◆ **SHORT EXERCISE 1**
List the kinds of venues that the article on China's cryptocurrency crackdown says were banned from hosting events promoting cryptocurrencies.

China once again cracks down on cryptocurrencies, news outlets
24 August 2018 | 0
The Chinese government has ordered more than a half dozen online news outlets to shut down and banned physical venues from hosting crypto-related events.
On Tuesday, eight blockchain and cryptocurrency-focused media outlets were banned on WeChat, China’s most influential instant communication and mobile payment app, for allegedly violating new government regulations forbidding the publishing of information related to initial coin offerings (ICOs) or cryptocurrency trading speculation.
Last week, Beijing’s central Chaoyang district authority also banned hotels, office buildings and shopping malls from hosting events promoting cryptocurrencies, according to a document leaked online this week, and confirmed by the South China Morning Post with the local authority.
In the same way that Facebook has been blocking ICO advertising, China is blocking the news accounts of cryptocurrencies and token sites, seeking to starve them of publicity, according to Windsor Holden, head of forecasting & consultancy at Juniper Research.
“The underlying rationale is that, as many ICOs/cryptocurrencies are believed to be either inherently fraudulent or used for illegal purposes (eg money laundering), reducing awareness of them will reduce consumer exposure to fraud and thereby reduce the overall scale of associated criminal activity,” Holden said via e-mail.

◆ **SHORT EXERCISE 2**
Format the records from the line containing "Please give the outline of every instance of the eye." through the end of the records as a numbered list, one line per item.

◆ **PROVIDED ENTRIES**
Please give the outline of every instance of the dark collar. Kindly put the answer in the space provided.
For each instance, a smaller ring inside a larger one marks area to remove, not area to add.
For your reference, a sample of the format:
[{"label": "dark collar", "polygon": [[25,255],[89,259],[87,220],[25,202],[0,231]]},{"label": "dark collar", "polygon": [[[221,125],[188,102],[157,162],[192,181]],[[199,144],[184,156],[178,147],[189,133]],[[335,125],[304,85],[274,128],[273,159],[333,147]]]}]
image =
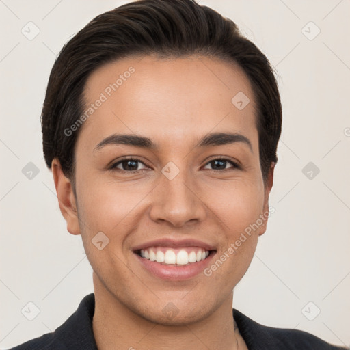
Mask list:
[{"label": "dark collar", "polygon": [[[81,300],[75,312],[54,332],[53,338],[59,340],[59,349],[98,350],[92,332],[94,309],[95,296],[92,293]],[[341,349],[302,331],[262,325],[236,309],[232,309],[232,313],[249,350]]]}]

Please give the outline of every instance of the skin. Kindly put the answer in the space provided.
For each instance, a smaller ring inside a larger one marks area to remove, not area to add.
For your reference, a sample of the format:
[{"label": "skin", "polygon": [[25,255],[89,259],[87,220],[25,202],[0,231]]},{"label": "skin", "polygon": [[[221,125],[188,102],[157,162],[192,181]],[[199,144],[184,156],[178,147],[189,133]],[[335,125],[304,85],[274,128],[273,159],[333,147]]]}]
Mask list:
[{"label": "skin", "polygon": [[[267,220],[210,276],[163,280],[144,269],[132,250],[161,237],[189,237],[214,245],[219,257],[268,213],[274,165],[265,185],[252,87],[239,66],[217,59],[129,57],[90,75],[87,106],[131,66],[135,72],[79,131],[76,198],[58,159],[52,163],[67,229],[81,234],[94,270],[93,331],[98,349],[247,349],[234,330],[233,288]],[[241,91],[250,103],[239,110],[231,100]],[[239,133],[249,139],[252,150],[243,142],[194,148],[211,132]],[[161,148],[108,145],[94,150],[115,133],[146,136]],[[142,159],[144,163],[131,167],[138,166],[139,173],[128,173],[128,164],[108,169],[125,156]],[[228,161],[217,170],[211,161],[222,156],[241,167]],[[161,172],[170,161],[180,170],[172,180]],[[92,243],[100,231],[109,239],[102,250]],[[178,312],[168,319],[162,310],[170,302]]]}]

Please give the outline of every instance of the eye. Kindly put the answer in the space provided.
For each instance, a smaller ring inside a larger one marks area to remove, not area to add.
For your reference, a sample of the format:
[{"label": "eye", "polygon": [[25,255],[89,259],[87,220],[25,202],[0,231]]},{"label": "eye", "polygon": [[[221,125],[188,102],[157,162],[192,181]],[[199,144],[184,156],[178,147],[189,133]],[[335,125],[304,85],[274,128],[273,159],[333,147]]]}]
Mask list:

◆ **FINISHED ANSWER 1**
hotels, office buildings, shopping malls

◆ **FINISHED ANSWER 2**
1. Please give the outline of every instance of the eye. Kindly put the answer in the space provided.
2. For each instance, a smaller ring inside a larger one marks area to remove, not area to add.
3. For your reference, a sample of the format:
4. [{"label": "eye", "polygon": [[25,255],[89,259],[87,220],[25,202],[0,231]]},{"label": "eye", "polygon": [[[221,125],[188,102],[157,162],[192,181]],[[199,144],[184,156],[178,147],[189,133]],[[335,125],[304,85],[274,128],[273,159],[333,147]]]}]
5. Mask list:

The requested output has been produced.